::: Excerpted passage
The MLB offseason thus far has seen little activity in the way of free-agent signings thus far.
In addition, the Chicago Cubs inked former Minnesota Twins pitcher Scott Baker to a one-year deal, and the San Francisco Giants locked up one of their own, signing reliever Jeremy Affeldt to a three-year deal.
Other than that, little movement has been seen other than a whole lot of speculation for the rest of the 150-plus free agents still looking for work.
With the dozens of free agents still unemployed, which of them would be the ideal fit for each team?
Let's take a look.
The Arizona Diamondbacks traded away shortstop Stephen Drew to the Oakland Athletics last season, mainly out of the belief that he wasn't going to be a part of their future plans.
Now, the Diamondbacks are left with a trio of players who don't hold a candle to a healthy Drew.
Willie Bloomquist, John McDonald and Cliff Pennington are the current internal candidates, and I can't imagine for one second that general manager Kevin Towers is drooling at the possibility of any of them being his everyday shortstop.
Drew was still lacking lateral mobility after the gruesome ankle injury that ended his 2011 season and kept him out of action for a full year.
If that lateral mobility returns almost two years removed from his surgery, Drew could be back to the form that led the Diamondbacks to draft him back in 2004.
If we're really going to discuss who the perfect free agent left on the market is for each team, then the Atlanta Braves should look no further than their own backyard.
Center fielder Michael Bourn is the ideal player for the Braves. It's hard to show he wasn't what they needed last season.
Bourn is a more than solid leadoff hitter who is an excellent bunter, has blazing speed and offers tremendous defense. Seriously, why wouldn't he be the Braves' ideal candidate?
While the Baltimore Orioles have a need to fill at second base, they currently don't have in their possession a staff ace—that one shutdown pitcher they can absolutely count on every fifth day.
For that reason, Zack Greinke would be an ideal fit.
Greinke can certainly handle life in the American League, posting a 6-2 record and 3.53 ERA in 13 starts with the Los Angeles Angels last season.
Greinke is a horse as well, posting over 200 innings pitched in four of the last five seasons. At 29 years of age, Greinke would certainly be worth the investment, and the O's starting rotation would then have an anchor to count on.
The Boston Red Sox will be looking to bounce back from their worst season in 47 years, and general manager Ben Cherington has just a few holes to fill.
One of those holes is at first base, and free agent Mike Napoli could be the perfect fit.
Napoli certainly offers versatility with his skill behind the plate as well, but the right-handed swing at Fenway Park could be a real weapon for an offense needing more firepower.
The Chicago Cubs are on a slow rebuild, and to get to their ultimate goal, they will be prudent with their free-agent signings.
::::::
::: Data under study
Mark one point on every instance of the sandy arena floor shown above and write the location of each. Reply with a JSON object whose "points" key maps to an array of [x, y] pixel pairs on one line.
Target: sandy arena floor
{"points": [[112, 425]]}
::::::
::: Data under study
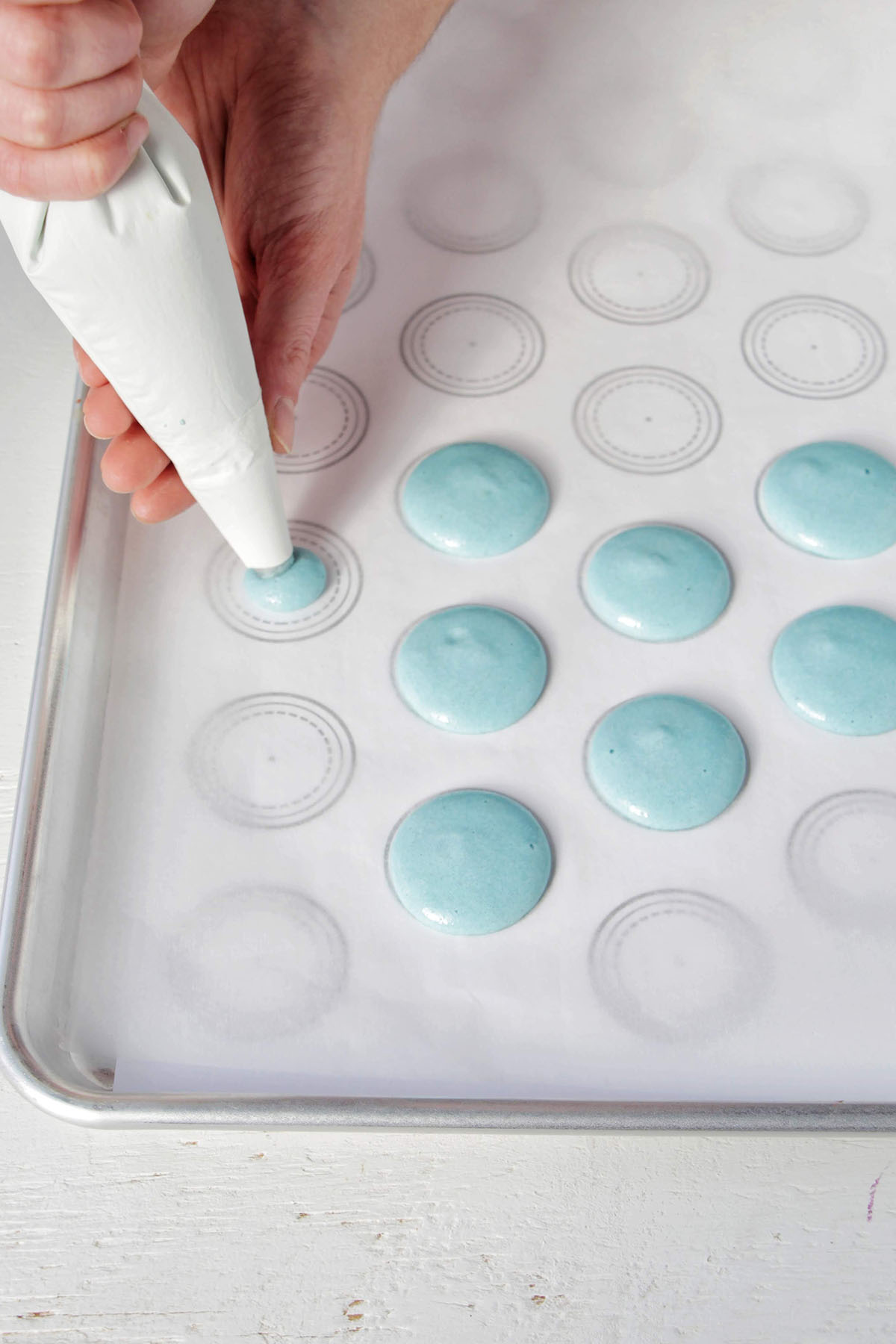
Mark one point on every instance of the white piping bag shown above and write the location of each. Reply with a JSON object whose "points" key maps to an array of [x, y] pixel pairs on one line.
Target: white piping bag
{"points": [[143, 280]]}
::::::
::: Data under study
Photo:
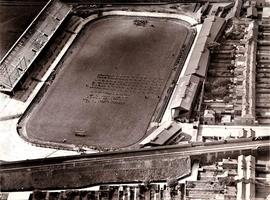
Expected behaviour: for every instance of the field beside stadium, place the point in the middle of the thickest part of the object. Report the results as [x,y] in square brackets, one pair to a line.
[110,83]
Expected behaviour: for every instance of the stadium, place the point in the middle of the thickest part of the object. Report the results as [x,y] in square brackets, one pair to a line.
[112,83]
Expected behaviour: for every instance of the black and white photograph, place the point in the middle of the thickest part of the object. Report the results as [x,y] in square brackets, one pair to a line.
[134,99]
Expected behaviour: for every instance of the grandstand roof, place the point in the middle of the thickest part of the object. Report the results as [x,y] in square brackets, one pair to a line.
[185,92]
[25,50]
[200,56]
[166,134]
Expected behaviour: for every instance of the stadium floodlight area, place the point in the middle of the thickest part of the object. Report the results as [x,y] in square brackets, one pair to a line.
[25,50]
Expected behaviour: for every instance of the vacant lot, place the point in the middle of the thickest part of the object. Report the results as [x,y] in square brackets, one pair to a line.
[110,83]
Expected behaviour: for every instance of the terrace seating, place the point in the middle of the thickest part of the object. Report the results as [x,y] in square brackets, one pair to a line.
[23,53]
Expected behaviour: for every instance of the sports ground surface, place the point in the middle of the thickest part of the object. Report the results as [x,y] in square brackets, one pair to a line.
::::::
What to do:
(a) From the free-agent article, copy out word for word the part that opens with the words containing "In addition, the" and closes with "looking for work.".
(b) Name the current internal shortstop candidates for the Arizona Diamondbacks that the free-agent article lists.
(c) According to the free-agent article, what record and ERA did Zack Greinke post with the Los Angeles Angels last season?

Expected responses:
(a)
In addition, the Chicago Cubs inked former Minnesota Twins pitcher Scott Baker to a one-year deal, and the San Francisco Giants locked up one of their own, signing reliever Jeremy Affeldt to a three-year deal.
Other than that, little movement has been seen other than a whole lot of speculation for the rest of the 150-plus free agents still looking for work.

(b) Willie Bloomquist, John McDonald, Cliff Pennington

(c) A 6-2 record and a 3.53 ERA in 13 starts.